▶ **What to produce**
Transcribe the records below exactly.

▶ **Dataset**
########
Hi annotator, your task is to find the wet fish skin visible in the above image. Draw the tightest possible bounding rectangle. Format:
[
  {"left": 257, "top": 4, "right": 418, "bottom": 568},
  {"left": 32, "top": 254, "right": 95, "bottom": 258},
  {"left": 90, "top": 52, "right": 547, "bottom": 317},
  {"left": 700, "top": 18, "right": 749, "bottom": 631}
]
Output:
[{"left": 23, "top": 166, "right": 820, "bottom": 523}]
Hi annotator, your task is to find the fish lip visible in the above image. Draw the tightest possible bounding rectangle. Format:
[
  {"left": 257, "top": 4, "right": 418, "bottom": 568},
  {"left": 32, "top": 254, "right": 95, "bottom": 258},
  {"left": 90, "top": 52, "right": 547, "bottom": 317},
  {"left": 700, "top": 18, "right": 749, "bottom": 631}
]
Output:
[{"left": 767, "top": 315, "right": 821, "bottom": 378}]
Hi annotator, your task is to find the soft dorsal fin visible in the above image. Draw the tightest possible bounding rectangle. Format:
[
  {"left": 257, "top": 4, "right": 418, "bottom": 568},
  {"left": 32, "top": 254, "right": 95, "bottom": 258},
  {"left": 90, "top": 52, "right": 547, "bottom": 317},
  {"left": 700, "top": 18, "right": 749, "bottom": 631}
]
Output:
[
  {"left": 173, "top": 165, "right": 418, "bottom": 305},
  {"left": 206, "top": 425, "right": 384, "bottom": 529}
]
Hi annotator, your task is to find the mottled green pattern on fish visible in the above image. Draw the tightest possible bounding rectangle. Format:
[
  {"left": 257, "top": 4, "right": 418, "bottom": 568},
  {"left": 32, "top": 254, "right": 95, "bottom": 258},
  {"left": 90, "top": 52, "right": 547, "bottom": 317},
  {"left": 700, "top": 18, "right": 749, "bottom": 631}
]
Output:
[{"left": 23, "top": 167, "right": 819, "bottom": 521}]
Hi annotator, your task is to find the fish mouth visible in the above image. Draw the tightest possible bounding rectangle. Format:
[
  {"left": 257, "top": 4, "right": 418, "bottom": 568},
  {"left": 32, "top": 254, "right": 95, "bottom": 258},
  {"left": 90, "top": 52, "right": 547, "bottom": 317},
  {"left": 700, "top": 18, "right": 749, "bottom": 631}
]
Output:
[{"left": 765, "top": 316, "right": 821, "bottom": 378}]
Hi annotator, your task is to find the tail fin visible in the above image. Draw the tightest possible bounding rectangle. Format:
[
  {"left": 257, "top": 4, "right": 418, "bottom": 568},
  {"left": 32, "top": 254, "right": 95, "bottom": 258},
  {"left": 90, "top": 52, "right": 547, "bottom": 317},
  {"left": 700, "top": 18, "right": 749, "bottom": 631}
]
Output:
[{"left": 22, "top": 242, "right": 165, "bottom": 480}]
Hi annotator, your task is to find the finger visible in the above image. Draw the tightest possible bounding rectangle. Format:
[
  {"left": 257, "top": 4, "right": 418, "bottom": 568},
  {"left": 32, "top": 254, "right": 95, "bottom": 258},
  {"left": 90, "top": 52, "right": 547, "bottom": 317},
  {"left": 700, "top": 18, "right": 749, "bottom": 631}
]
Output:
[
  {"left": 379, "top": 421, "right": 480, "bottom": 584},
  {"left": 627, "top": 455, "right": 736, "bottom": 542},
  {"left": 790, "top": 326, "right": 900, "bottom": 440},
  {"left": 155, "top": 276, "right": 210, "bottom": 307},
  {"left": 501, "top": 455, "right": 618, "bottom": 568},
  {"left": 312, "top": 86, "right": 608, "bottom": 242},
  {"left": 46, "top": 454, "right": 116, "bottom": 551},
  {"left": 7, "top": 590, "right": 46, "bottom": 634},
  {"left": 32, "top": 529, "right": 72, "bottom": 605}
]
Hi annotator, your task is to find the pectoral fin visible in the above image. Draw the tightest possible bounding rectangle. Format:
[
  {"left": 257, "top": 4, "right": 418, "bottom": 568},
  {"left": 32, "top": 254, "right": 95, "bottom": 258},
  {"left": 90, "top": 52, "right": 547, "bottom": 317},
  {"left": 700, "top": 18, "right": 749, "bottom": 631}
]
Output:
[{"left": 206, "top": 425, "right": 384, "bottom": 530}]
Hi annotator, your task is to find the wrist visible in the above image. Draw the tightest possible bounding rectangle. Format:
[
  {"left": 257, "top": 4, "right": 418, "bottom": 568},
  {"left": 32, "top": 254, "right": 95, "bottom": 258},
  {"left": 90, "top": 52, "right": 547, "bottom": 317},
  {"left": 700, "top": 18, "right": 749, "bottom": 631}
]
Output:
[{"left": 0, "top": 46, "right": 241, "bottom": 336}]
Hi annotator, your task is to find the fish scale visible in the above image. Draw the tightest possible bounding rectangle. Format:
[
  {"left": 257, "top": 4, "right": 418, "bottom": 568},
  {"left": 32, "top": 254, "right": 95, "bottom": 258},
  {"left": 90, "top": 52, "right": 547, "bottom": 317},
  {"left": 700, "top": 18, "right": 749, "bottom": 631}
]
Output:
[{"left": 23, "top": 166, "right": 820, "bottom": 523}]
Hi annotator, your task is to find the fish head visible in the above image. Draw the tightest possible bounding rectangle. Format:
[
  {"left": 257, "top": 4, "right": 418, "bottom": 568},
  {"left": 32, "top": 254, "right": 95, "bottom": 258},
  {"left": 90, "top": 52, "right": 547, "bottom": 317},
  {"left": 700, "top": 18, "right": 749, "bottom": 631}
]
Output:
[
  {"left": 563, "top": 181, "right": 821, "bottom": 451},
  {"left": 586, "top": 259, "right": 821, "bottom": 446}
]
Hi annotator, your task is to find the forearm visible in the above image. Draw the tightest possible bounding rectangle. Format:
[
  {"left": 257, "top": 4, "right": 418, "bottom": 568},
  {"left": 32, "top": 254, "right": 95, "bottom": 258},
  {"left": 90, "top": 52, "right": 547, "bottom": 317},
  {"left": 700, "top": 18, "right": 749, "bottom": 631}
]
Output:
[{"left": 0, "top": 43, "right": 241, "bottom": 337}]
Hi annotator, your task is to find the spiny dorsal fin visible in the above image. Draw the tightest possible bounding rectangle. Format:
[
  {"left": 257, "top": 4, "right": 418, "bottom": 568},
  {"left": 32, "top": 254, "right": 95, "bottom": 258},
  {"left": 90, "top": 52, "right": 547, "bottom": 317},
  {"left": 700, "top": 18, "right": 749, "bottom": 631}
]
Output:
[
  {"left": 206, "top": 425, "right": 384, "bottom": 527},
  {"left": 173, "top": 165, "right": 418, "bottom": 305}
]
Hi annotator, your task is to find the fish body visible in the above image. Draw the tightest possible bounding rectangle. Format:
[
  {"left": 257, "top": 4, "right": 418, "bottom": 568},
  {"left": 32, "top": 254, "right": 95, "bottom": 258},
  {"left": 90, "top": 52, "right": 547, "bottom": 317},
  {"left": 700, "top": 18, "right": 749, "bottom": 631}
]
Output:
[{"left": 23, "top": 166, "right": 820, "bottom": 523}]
########
▶ **Solution to this exercise**
Hi annotator, your task is to find the wet fish skin visible in the above image. Draw the tightest possible bounding rectangle. Format:
[
  {"left": 257, "top": 4, "right": 418, "bottom": 568},
  {"left": 32, "top": 254, "right": 95, "bottom": 258},
  {"left": 90, "top": 52, "right": 547, "bottom": 317},
  {"left": 700, "top": 18, "right": 749, "bottom": 631}
]
Output:
[{"left": 23, "top": 166, "right": 820, "bottom": 523}]
Hi annotator, your task is to find the fish lip visible in the above image. Draw the tightest possible bounding rectangle. Format:
[
  {"left": 257, "top": 4, "right": 418, "bottom": 568},
  {"left": 32, "top": 254, "right": 95, "bottom": 258},
  {"left": 90, "top": 52, "right": 547, "bottom": 317},
  {"left": 700, "top": 18, "right": 749, "bottom": 631}
]
Output:
[{"left": 767, "top": 315, "right": 821, "bottom": 378}]
Hi annotator, your task is to find the soft dorsal fin visible in the above image. Draw the tightest possible bounding rectangle. Format:
[
  {"left": 257, "top": 4, "right": 418, "bottom": 568},
  {"left": 32, "top": 254, "right": 95, "bottom": 258},
  {"left": 90, "top": 52, "right": 547, "bottom": 317},
  {"left": 700, "top": 18, "right": 749, "bottom": 631}
]
Output:
[
  {"left": 173, "top": 165, "right": 418, "bottom": 305},
  {"left": 206, "top": 425, "right": 384, "bottom": 529}
]
Hi annotator, your task is to find the mottled green pattern on fish visible in the above image. Draw the tightest possible bounding rectangle. Format:
[
  {"left": 257, "top": 4, "right": 418, "bottom": 568},
  {"left": 32, "top": 254, "right": 95, "bottom": 258},
  {"left": 90, "top": 52, "right": 547, "bottom": 317},
  {"left": 700, "top": 18, "right": 749, "bottom": 631}
]
Output:
[{"left": 23, "top": 167, "right": 819, "bottom": 521}]
Hi annotator, your task is to find the fish mouth visible in the above image. Draw the tightest possible bounding rectangle. Format:
[
  {"left": 257, "top": 4, "right": 418, "bottom": 568},
  {"left": 32, "top": 254, "right": 95, "bottom": 258},
  {"left": 90, "top": 52, "right": 547, "bottom": 317},
  {"left": 700, "top": 18, "right": 749, "bottom": 631}
]
Output:
[{"left": 765, "top": 316, "right": 821, "bottom": 378}]
Hi annotator, your task is to find the tail fin visible in the above image. Draw the tightest possible bounding rectangle. Format:
[
  {"left": 257, "top": 4, "right": 418, "bottom": 568},
  {"left": 32, "top": 254, "right": 95, "bottom": 258},
  {"left": 90, "top": 52, "right": 547, "bottom": 317},
  {"left": 700, "top": 18, "right": 749, "bottom": 631}
]
Output:
[{"left": 22, "top": 242, "right": 165, "bottom": 480}]
Hi annotator, your task is to find the finger visible in the above image. Draw the tightest possible bounding rectangle. Format:
[
  {"left": 257, "top": 4, "right": 418, "bottom": 568},
  {"left": 32, "top": 254, "right": 95, "bottom": 258},
  {"left": 90, "top": 52, "right": 547, "bottom": 317},
  {"left": 700, "top": 18, "right": 749, "bottom": 631}
]
Output:
[
  {"left": 379, "top": 421, "right": 480, "bottom": 584},
  {"left": 627, "top": 455, "right": 736, "bottom": 542},
  {"left": 790, "top": 326, "right": 900, "bottom": 440},
  {"left": 155, "top": 276, "right": 210, "bottom": 307},
  {"left": 501, "top": 455, "right": 618, "bottom": 568},
  {"left": 312, "top": 86, "right": 608, "bottom": 242},
  {"left": 46, "top": 454, "right": 116, "bottom": 551},
  {"left": 7, "top": 590, "right": 46, "bottom": 634},
  {"left": 32, "top": 529, "right": 72, "bottom": 605}
]
Hi annotator, your task is to find the pectoral fin visible in the above image. Draw the tightest possible bounding rectangle. Format:
[
  {"left": 257, "top": 4, "right": 418, "bottom": 568},
  {"left": 32, "top": 254, "right": 95, "bottom": 258},
  {"left": 90, "top": 52, "right": 547, "bottom": 317},
  {"left": 700, "top": 18, "right": 749, "bottom": 631}
]
Output:
[{"left": 206, "top": 425, "right": 384, "bottom": 530}]
Hi annotator, your task is to find the wrist visible in the above image. Draw the tightest possible bounding rectangle. Format:
[
  {"left": 257, "top": 4, "right": 418, "bottom": 568},
  {"left": 32, "top": 254, "right": 95, "bottom": 258},
  {"left": 90, "top": 52, "right": 547, "bottom": 317},
  {"left": 700, "top": 18, "right": 749, "bottom": 631}
]
Output:
[{"left": 0, "top": 46, "right": 241, "bottom": 336}]
Hi annotator, your task is to find the fish scale visible in the above image. Draw the tightest possible bounding rectangle. Format:
[
  {"left": 257, "top": 4, "right": 418, "bottom": 568},
  {"left": 32, "top": 254, "right": 95, "bottom": 258},
  {"left": 90, "top": 52, "right": 547, "bottom": 317},
  {"left": 700, "top": 18, "right": 749, "bottom": 631}
]
Output:
[{"left": 23, "top": 166, "right": 820, "bottom": 523}]
Hi annotator, your task is to find the fish head visible in the above image. Draw the tightest possible bounding rectangle. Format:
[
  {"left": 257, "top": 4, "right": 418, "bottom": 568},
  {"left": 32, "top": 254, "right": 95, "bottom": 258},
  {"left": 90, "top": 52, "right": 547, "bottom": 317},
  {"left": 700, "top": 18, "right": 749, "bottom": 631}
]
Output:
[
  {"left": 563, "top": 181, "right": 821, "bottom": 451},
  {"left": 586, "top": 259, "right": 821, "bottom": 446}
]
Hi annotator, your task is to find the forearm visible in the above image. Draw the tightest possible bounding rectangle. Format:
[
  {"left": 257, "top": 4, "right": 418, "bottom": 568},
  {"left": 32, "top": 254, "right": 95, "bottom": 258},
  {"left": 90, "top": 52, "right": 547, "bottom": 317},
  {"left": 700, "top": 18, "right": 749, "bottom": 631}
]
Output:
[{"left": 0, "top": 43, "right": 241, "bottom": 337}]
Hi annotator, your task is to find the spiny dorsal fin visible in the above image. Draw the tightest possible bounding rectangle. Format:
[
  {"left": 257, "top": 4, "right": 418, "bottom": 568},
  {"left": 32, "top": 254, "right": 95, "bottom": 258},
  {"left": 90, "top": 52, "right": 547, "bottom": 317},
  {"left": 700, "top": 18, "right": 749, "bottom": 631}
]
Output:
[
  {"left": 206, "top": 425, "right": 384, "bottom": 527},
  {"left": 173, "top": 165, "right": 418, "bottom": 305}
]
Hi annotator, your task is to find the fish body visible in the above image. Draw the tightest possible bounding rectangle. Format:
[
  {"left": 257, "top": 4, "right": 418, "bottom": 568},
  {"left": 32, "top": 254, "right": 95, "bottom": 258},
  {"left": 90, "top": 52, "right": 547, "bottom": 317},
  {"left": 700, "top": 18, "right": 749, "bottom": 631}
]
Output:
[{"left": 23, "top": 166, "right": 820, "bottom": 523}]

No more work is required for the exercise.